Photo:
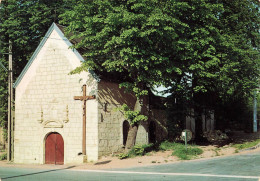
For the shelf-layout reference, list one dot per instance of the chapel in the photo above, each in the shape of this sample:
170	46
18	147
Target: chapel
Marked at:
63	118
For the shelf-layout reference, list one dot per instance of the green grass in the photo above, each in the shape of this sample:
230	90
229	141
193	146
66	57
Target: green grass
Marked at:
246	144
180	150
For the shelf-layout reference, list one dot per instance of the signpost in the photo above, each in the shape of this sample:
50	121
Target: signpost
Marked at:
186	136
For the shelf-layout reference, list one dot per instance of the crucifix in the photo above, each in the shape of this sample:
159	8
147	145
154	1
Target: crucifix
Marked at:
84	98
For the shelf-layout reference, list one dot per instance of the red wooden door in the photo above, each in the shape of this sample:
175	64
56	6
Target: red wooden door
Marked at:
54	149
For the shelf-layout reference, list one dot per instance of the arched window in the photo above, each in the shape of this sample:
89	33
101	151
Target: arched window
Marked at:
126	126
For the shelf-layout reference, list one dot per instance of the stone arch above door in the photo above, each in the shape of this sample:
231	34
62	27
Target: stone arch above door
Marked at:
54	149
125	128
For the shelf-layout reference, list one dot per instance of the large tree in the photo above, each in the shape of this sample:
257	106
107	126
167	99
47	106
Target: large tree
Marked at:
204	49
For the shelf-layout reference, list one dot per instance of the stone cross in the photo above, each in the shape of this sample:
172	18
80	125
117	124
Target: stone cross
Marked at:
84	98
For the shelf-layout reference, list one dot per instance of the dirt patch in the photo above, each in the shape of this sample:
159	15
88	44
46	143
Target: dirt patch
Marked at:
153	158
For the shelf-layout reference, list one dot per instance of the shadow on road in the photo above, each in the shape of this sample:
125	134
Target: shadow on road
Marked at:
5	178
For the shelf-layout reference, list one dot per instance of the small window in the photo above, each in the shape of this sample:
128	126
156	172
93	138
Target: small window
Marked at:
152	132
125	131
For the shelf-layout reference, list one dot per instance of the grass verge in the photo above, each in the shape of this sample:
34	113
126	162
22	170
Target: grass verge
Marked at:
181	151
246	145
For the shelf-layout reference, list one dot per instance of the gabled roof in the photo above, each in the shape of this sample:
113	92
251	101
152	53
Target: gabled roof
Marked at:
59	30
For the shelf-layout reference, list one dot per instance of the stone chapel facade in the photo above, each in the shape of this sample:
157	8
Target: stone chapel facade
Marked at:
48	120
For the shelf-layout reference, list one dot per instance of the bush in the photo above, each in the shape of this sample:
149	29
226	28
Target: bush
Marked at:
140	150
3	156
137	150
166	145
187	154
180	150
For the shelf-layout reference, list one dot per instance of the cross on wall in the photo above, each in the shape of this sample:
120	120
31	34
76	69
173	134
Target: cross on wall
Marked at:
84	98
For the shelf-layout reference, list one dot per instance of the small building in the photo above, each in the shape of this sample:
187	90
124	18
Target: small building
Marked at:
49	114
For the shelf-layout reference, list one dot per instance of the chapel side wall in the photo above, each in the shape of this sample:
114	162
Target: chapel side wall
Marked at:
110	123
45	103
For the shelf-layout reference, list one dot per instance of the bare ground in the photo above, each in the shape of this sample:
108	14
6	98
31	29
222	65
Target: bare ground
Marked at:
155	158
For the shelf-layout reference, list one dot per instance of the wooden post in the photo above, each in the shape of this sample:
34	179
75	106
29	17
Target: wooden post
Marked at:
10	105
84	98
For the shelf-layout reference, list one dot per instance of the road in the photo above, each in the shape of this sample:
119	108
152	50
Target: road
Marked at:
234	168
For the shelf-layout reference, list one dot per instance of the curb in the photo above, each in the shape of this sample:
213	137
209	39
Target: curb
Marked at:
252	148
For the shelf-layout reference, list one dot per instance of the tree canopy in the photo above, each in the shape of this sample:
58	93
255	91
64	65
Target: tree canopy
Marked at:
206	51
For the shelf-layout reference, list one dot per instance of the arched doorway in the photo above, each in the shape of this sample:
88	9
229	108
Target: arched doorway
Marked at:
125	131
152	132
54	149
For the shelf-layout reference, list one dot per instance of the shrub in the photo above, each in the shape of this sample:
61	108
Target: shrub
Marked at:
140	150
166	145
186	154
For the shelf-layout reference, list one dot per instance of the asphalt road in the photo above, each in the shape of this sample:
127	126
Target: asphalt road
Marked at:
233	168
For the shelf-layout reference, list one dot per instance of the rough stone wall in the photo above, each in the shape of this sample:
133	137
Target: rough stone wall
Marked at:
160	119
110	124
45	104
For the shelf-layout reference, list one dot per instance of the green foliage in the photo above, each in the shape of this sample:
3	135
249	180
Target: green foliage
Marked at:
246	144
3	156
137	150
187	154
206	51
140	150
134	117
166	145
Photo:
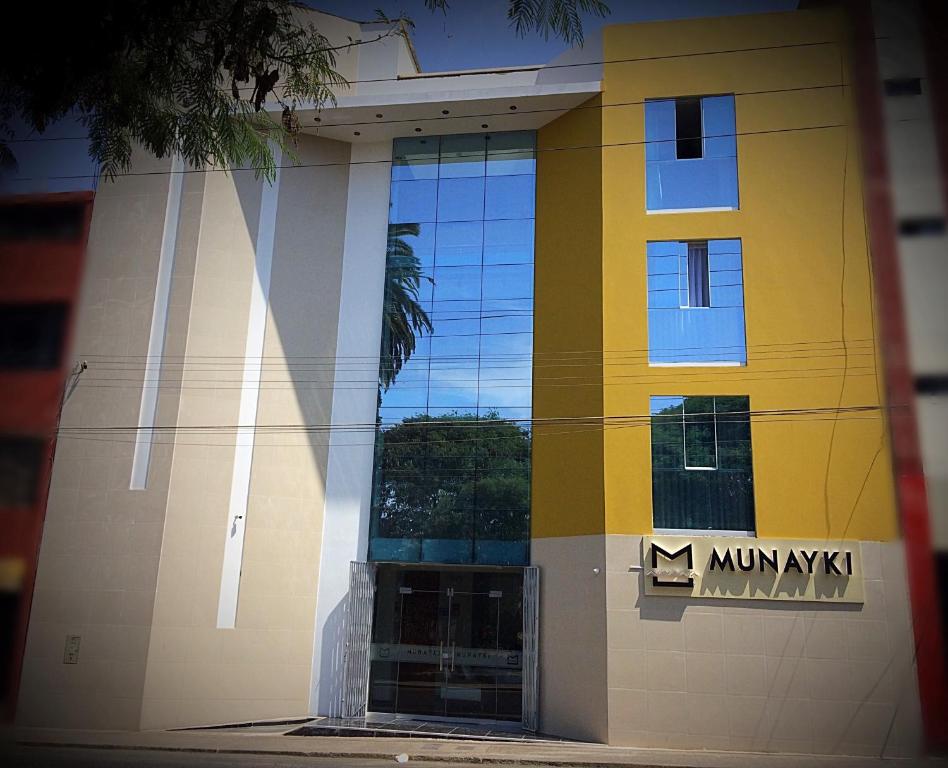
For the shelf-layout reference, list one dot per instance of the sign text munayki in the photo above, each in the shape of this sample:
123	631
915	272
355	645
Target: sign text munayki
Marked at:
---
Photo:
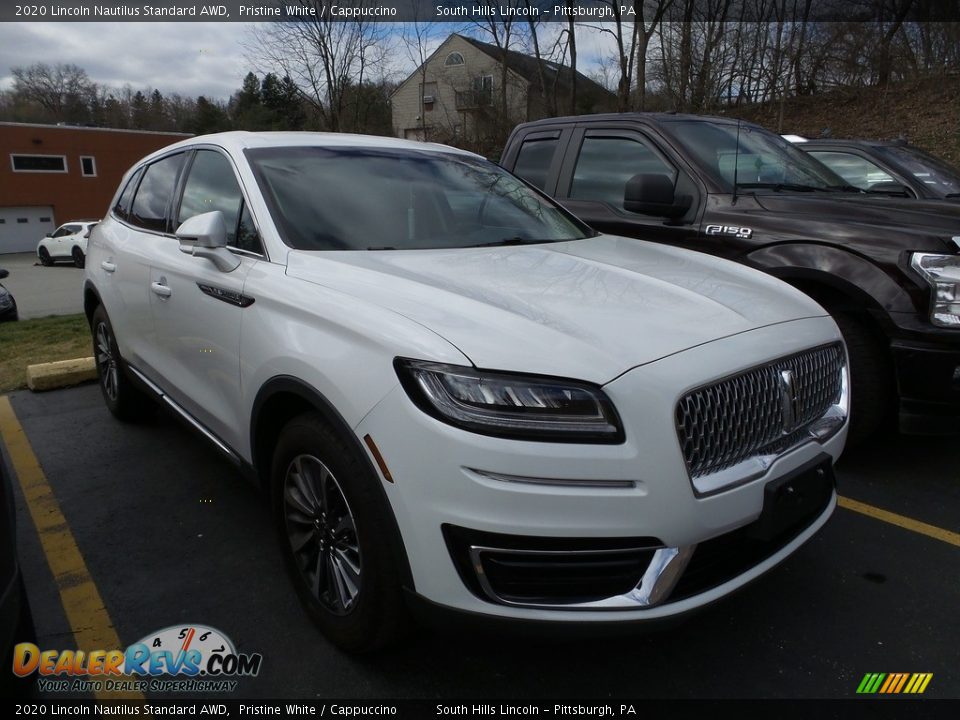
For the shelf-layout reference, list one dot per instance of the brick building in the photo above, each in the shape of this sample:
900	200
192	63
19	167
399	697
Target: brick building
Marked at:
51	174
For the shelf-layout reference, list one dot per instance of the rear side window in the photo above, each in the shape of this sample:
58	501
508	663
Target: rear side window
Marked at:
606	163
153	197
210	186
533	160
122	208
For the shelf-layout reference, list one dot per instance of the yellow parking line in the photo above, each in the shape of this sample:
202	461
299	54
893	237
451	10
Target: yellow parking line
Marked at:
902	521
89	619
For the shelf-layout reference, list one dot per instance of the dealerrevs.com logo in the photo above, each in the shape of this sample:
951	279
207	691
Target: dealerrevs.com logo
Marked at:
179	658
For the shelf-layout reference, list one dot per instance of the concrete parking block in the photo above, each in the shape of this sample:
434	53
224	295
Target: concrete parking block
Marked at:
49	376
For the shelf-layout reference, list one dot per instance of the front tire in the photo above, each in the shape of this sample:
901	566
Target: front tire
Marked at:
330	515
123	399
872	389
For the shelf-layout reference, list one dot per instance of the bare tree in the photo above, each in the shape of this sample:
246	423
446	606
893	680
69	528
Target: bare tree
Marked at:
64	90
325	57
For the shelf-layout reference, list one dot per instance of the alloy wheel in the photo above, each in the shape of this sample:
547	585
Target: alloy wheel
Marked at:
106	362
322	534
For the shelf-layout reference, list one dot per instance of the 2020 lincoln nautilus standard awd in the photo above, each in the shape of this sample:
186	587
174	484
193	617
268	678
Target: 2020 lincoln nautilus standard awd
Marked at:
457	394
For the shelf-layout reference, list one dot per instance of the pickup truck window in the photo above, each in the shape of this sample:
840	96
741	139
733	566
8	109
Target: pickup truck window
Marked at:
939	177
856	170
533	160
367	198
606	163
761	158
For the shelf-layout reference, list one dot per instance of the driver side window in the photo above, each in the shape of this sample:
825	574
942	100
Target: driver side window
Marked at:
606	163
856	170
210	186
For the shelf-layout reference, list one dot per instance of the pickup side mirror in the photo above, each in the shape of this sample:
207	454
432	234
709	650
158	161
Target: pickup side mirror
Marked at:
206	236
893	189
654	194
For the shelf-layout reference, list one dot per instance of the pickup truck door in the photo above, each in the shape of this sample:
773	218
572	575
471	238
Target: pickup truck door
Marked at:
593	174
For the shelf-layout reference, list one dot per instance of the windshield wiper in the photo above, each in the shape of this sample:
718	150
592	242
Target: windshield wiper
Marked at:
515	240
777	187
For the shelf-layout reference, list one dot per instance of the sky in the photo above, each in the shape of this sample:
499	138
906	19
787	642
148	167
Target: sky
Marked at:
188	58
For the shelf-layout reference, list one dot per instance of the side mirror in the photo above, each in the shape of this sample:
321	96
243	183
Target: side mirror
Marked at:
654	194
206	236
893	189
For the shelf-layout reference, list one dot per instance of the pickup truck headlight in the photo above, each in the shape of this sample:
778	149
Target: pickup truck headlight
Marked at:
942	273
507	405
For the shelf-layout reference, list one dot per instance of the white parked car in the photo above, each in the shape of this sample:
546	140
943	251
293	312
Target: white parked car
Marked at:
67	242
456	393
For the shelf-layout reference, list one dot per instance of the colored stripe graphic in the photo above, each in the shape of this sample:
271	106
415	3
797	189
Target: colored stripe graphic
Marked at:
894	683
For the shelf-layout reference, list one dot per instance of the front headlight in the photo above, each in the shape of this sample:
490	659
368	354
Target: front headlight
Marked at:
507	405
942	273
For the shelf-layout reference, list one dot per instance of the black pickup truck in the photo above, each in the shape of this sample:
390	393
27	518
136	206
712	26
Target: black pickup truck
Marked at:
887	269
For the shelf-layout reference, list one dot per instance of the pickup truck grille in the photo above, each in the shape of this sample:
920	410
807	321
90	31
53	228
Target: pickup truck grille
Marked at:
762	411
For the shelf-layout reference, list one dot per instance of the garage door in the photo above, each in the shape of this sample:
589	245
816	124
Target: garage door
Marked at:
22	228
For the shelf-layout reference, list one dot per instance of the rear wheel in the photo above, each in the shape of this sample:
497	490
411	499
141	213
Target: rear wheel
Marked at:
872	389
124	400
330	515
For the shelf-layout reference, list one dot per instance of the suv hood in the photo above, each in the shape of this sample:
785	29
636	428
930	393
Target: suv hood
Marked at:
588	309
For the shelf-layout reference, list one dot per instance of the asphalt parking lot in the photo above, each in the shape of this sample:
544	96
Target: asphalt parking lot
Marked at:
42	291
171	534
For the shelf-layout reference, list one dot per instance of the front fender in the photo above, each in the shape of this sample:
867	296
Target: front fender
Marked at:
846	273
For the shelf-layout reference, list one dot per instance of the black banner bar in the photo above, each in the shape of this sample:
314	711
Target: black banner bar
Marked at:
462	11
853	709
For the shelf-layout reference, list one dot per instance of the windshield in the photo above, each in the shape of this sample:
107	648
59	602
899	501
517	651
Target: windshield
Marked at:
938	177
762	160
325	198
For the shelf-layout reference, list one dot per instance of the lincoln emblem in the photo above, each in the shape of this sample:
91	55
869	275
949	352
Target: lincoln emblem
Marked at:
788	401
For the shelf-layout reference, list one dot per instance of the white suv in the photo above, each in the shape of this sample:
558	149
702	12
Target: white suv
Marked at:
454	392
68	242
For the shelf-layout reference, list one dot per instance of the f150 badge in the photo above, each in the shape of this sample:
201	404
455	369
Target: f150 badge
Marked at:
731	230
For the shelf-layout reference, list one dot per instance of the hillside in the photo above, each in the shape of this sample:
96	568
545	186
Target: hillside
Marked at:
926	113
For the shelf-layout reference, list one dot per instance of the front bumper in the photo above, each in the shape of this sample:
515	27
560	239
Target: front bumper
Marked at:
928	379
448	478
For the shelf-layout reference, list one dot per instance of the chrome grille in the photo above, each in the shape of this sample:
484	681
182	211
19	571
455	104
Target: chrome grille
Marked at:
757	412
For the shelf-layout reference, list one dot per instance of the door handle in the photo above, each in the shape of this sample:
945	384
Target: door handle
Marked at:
==
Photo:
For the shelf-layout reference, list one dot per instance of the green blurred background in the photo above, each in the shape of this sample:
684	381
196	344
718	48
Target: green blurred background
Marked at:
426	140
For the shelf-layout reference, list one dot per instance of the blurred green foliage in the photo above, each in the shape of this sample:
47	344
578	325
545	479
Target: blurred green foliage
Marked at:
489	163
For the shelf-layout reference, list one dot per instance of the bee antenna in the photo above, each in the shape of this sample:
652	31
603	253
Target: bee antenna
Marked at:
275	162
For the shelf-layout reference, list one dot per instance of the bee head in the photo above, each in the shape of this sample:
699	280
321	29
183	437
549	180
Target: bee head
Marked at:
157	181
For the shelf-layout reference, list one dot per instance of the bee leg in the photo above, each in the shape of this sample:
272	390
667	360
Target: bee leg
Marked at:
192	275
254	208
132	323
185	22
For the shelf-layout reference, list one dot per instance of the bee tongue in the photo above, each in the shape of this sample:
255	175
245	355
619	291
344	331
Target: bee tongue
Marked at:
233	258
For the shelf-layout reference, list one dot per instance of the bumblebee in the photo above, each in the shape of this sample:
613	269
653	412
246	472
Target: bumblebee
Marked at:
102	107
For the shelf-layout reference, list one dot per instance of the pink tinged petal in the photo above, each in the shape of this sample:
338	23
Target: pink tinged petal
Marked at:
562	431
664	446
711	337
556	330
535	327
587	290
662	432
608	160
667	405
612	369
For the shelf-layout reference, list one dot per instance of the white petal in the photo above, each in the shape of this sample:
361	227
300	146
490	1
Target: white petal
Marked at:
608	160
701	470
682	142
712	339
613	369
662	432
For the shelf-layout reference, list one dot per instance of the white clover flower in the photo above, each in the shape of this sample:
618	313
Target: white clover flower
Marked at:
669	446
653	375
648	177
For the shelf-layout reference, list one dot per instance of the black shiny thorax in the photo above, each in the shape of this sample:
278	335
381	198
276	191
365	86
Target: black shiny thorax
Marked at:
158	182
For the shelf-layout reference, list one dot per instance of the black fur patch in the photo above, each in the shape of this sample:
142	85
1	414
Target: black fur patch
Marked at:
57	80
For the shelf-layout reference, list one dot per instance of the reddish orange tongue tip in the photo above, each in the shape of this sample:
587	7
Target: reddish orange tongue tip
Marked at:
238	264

#### ASSIGNED TASK
In the records above, how many lines contain the string "nautilus"? State that number only.

#### THE ANSWER
2